▼
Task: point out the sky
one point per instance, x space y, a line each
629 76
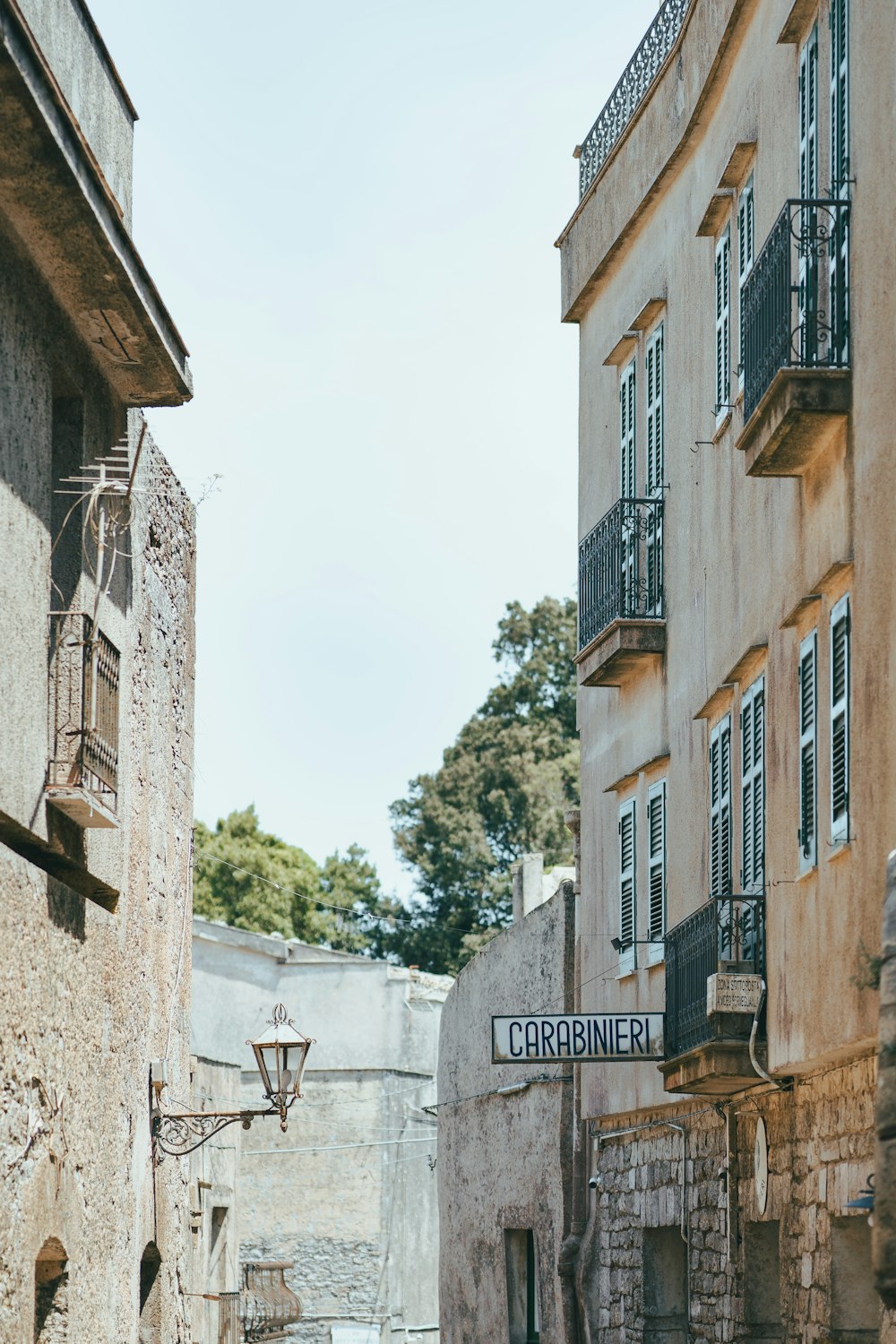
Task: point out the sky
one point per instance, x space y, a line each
349 211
▲
Problem statement ->
Rewrite the records with "sky" swapped for "horizon" throughout, keeping every other line unchanged. Omit the pictures.

In response ->
Task: point out the horizon
one point per instance, x space y, a line each
629 76
Task: point out the horizon
one point per instance, x space y, a line each
349 211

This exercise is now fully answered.